Task details — Can you extend the Himawari cloud dataset documentation page below, picking up right where it stops?

Text extract —
╔══

Back to Catalogue
TACO DATASET DOCUMENTATION

Cloud 3D - Himawari Finetuning Dataset

v0.1.0 cloud3d-finetune-himawari CC-BY-4.0

Description

Himawari finetuning subset from the Global 3D Cloud Reconstruction Dataset. Contains colocated pairs of Himawari-8/9 AHI geostationary imagery with CloudSat radar profiles for supervised 3D cloud structure reconstruction. Each sample includes: multispectral Himawari imagery (16 spectral channels + satellite/solar angles), CloudSat vertical profiles as ground truth, and a colocation mask indicating valid CloudSat footprint pixels. 256x256 pixel patches in Cloud-Optimized GeoTIFF format.

Dataset Overview

103 partitions 2015 - 2020 temporal coverage

Spatial Coverage

Click on any region to view partition details

Keywords

cloud microphysics 3d reconstruction geostationary satellites Himawari-8 Himawari-9 CloudSat remote sensing tropical cyclones deep learning

ML Tasks

regression foundation-model

TACO Structure (Root-Sibling Uniform Tree)

Hierarchical structure showing representative samples across levels. The "..." notation indicates additional samples following the same pattern. All samples at the same level share identical structure (RSUT constraint).

Hierarchy Details

Level Types Total Samples Sample IDs (preview)
Level 0 All FOLDER 57,373 Root level samples
Level 1 FILE + FILE 114,746 geo_patch, cloudsat_aligned

Metadata Fields by Level

These fields are available for querying with SQL when using TacoReader.

LEVEL0 (22 fields)
Field Name Type Description
id string Unique sample identifier within parent scope. Must be unique among siblings.
type string Sample type discriminator (FILE or FOLDER).
stac:crs string Coordinate reference system (WKT2, EPSG, or PROJ)

╚══

Material —
╔══

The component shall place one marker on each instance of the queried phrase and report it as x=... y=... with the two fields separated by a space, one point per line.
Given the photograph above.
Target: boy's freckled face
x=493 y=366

╚══

Written reply —
stac:tensor_shape list<item: int64> Raster dimensions [bands, height, width]
stac:geotransform list<item: double> GDAL affine transform
stac:time_start timestamp[us] Start timestamp (μs since Unix epoch, UTC)
stac:centroid binary Center point in EPSG:4326 (WKB)
stac:time_end timestamp[us] End timestamp (μs since Unix epoch, UTC)
stac:time_middle timestamp[us] Middle timestamp (μs since Unix epoch, UTC)
split string Dataset partition identifier (train, test, or validation)
cloud3d:cyclone bool Whether this sample is from a tropical cyclone observation
cloud3d:satellite string Geostationary satellite source (GOES, Himawari, MSG)
cloud3d:geostationary_id string Original geostationary satellite file identifier
cloud3d:cloudsat_id string CloudSat granule/profile identifier
cloud3d:has_flxhr bool Whether 2B-FLXHR radiative flux/heating rate data is available
majortom:code string MajorTOM spherical grid cell identifier (e.g., 0100km_0003U_0005R) with ~dist_km spacing
geoenrich:elevation float Mean elevation in meters (GLO-30 DEM)
geoenrich:precipitation float Mean annual precipitation in mm estimated from GPM data
geoenrich:temperature float Mean annual temperature in °C estimated from MODIS LST data
geoenrich:admin_countries string Country name at centroid location
internal:current_id int64 Current sample position at this level (0-indexed). Enables O(1) random access and relational JOINs (ZIP, FOLDER, TACOCAT).
internal:parent_id int64 Foreign key referencing parent sample position in previous level (ZIP, FOLDER, TACOCAT).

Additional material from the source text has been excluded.